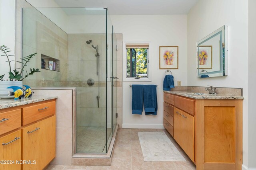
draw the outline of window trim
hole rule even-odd
[[[148,63],[148,77],[140,78],[139,79],[135,79],[134,77],[126,77],[127,68],[127,57],[126,45],[126,44],[148,44],[148,50],[147,59]],[[151,56],[152,54],[152,46],[151,42],[124,42],[123,43],[123,81],[126,82],[152,82],[152,61]]]

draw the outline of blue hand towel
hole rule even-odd
[[[201,75],[201,78],[205,78],[206,77],[209,77],[209,76],[208,75],[205,75],[205,74]]]
[[[132,85],[132,114],[142,114],[143,109],[143,85]]]
[[[170,90],[171,88],[174,88],[174,81],[172,75],[166,75],[164,79],[164,90]]]
[[[144,109],[146,115],[156,115],[157,97],[156,85],[143,85]]]

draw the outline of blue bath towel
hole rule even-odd
[[[170,90],[170,88],[174,88],[174,81],[172,75],[166,75],[164,79],[164,90]]]
[[[157,97],[156,85],[143,85],[144,109],[146,115],[156,115]]]
[[[142,114],[143,109],[143,85],[132,85],[132,114]]]
[[[201,78],[205,78],[206,77],[209,77],[209,76],[208,75],[205,75],[205,74],[201,75]]]

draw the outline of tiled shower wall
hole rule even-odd
[[[54,86],[60,86],[60,82],[67,80],[68,34],[36,9],[24,8],[23,11],[23,56],[38,53],[28,63],[25,70],[28,72],[30,68],[40,71],[26,78],[23,84],[49,87],[48,82],[54,82]],[[41,69],[42,54],[60,60],[61,71]],[[42,82],[46,83],[42,84]]]
[[[78,127],[105,126],[106,123],[106,34],[68,34],[68,81],[83,82],[76,87],[77,115]],[[87,40],[92,40],[89,45]],[[99,75],[97,75],[96,51],[99,47]],[[86,83],[92,78],[94,84]],[[109,84],[108,84],[109,85]],[[110,85],[110,84],[109,84]],[[100,96],[99,107],[96,96]],[[110,100],[108,95],[108,100]]]
[[[74,87],[77,88],[77,113],[79,126],[106,125],[106,107],[111,107],[110,79],[106,82],[106,34],[67,34],[48,18],[33,8],[24,9],[23,14],[23,48],[24,56],[34,53],[37,55],[28,64],[30,68],[39,68],[41,72],[30,76],[23,81],[24,84],[34,87]],[[18,33],[17,37],[20,35]],[[116,34],[118,50],[117,58],[113,64],[117,64],[116,75],[119,78],[117,87],[117,107],[118,113],[117,123],[122,125],[122,35]],[[87,40],[92,40],[88,45]],[[96,75],[96,52],[92,44],[99,47],[99,75]],[[111,45],[109,44],[110,50]],[[18,48],[19,47],[17,47]],[[114,47],[114,50],[116,48]],[[108,55],[111,53],[108,53]],[[115,52],[115,51],[114,51]],[[41,69],[41,54],[60,60],[59,72]],[[108,69],[110,76],[110,60]],[[28,71],[29,72],[29,71]],[[89,78],[95,84],[89,86]],[[107,89],[106,89],[106,85]],[[100,88],[98,88],[98,86]],[[107,94],[106,96],[106,93]],[[114,95],[115,94],[114,94]],[[99,107],[96,96],[100,97]],[[107,97],[106,101],[106,97]],[[108,111],[107,124],[111,123],[111,113]],[[115,113],[113,113],[115,116]],[[120,126],[121,127],[121,126]]]

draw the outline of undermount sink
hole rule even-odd
[[[216,96],[216,94],[210,94],[209,93],[187,93],[188,94],[192,95],[198,95],[198,96]]]

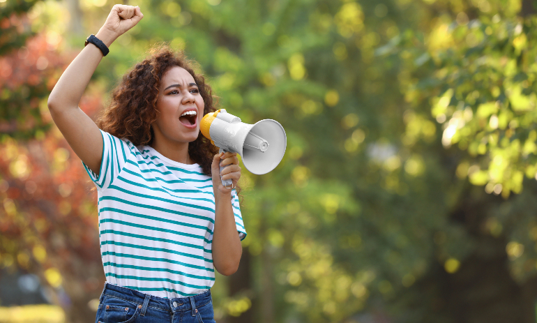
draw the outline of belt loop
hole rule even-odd
[[[103,288],[103,292],[100,293],[100,296],[99,296],[99,303],[103,303],[103,297],[105,296],[105,290],[106,290],[106,284],[107,283],[105,282],[105,287]]]
[[[190,299],[190,305],[192,305],[192,316],[196,316],[197,309],[196,309],[196,304],[194,303],[194,296],[191,296],[189,298]]]
[[[146,294],[146,299],[144,300],[144,306],[142,306],[142,313],[140,315],[146,315],[146,310],[147,310],[147,304],[149,303],[149,299],[151,297],[149,294]]]

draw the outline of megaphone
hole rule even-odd
[[[285,153],[287,136],[283,127],[271,119],[255,124],[244,123],[225,109],[205,114],[200,125],[202,134],[220,148],[220,152],[236,153],[252,174],[262,175],[278,166]],[[220,167],[220,172],[224,167]],[[232,187],[231,179],[222,184]]]

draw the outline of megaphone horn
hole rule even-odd
[[[283,127],[271,119],[255,124],[244,123],[238,117],[225,109],[209,112],[201,123],[202,134],[220,152],[236,153],[243,158],[244,166],[252,174],[262,175],[271,172],[282,161],[287,145]],[[220,172],[224,167],[220,167]],[[225,187],[233,184],[231,179],[222,181]]]

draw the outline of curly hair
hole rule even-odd
[[[98,118],[97,126],[118,138],[128,139],[135,146],[151,146],[154,139],[151,123],[157,119],[158,113],[158,88],[162,75],[174,66],[184,68],[194,77],[205,103],[204,115],[214,112],[217,97],[213,96],[204,76],[194,71],[197,63],[189,60],[183,52],[174,51],[163,43],[153,47],[146,59],[123,75],[121,82],[112,93],[109,106]],[[218,148],[201,132],[188,144],[190,158],[209,176],[213,156],[218,152]]]

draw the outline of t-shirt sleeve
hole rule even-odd
[[[232,206],[233,213],[235,215],[235,225],[237,227],[239,237],[241,238],[241,241],[243,241],[246,237],[246,229],[244,227],[243,217],[241,214],[241,206],[239,204],[239,197],[235,190],[232,191]]]
[[[114,182],[130,153],[129,146],[124,141],[106,131],[100,130],[100,134],[103,136],[103,154],[99,174],[96,174],[82,162],[84,168],[98,190],[107,188]]]

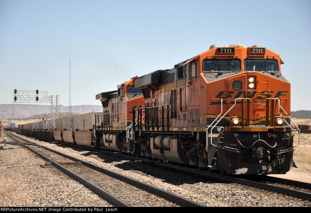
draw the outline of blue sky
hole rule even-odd
[[[311,110],[311,1],[0,0],[0,103],[14,89],[68,105],[208,49],[258,45],[280,54],[291,109]]]

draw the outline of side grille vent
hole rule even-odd
[[[196,108],[194,109],[194,113],[193,122],[195,126],[199,125],[200,123],[200,114],[199,113],[199,108]]]

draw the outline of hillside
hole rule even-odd
[[[292,117],[308,119],[311,118],[311,110],[298,110],[290,112]]]
[[[59,106],[58,112],[66,112],[68,111],[68,107],[60,105]],[[101,111],[103,107],[101,105],[80,105],[72,106],[73,112],[83,113],[91,111]],[[38,115],[43,115],[51,113],[50,105],[39,105],[38,104],[0,104],[0,111],[14,111],[14,117],[0,117],[0,120],[5,118],[18,119],[29,118]]]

--------------------

_What is being asked_. How many lines in the rows above contain the string "megaphone", counting only matches with the same case? Reply with the number alone.

_Task solution_. 2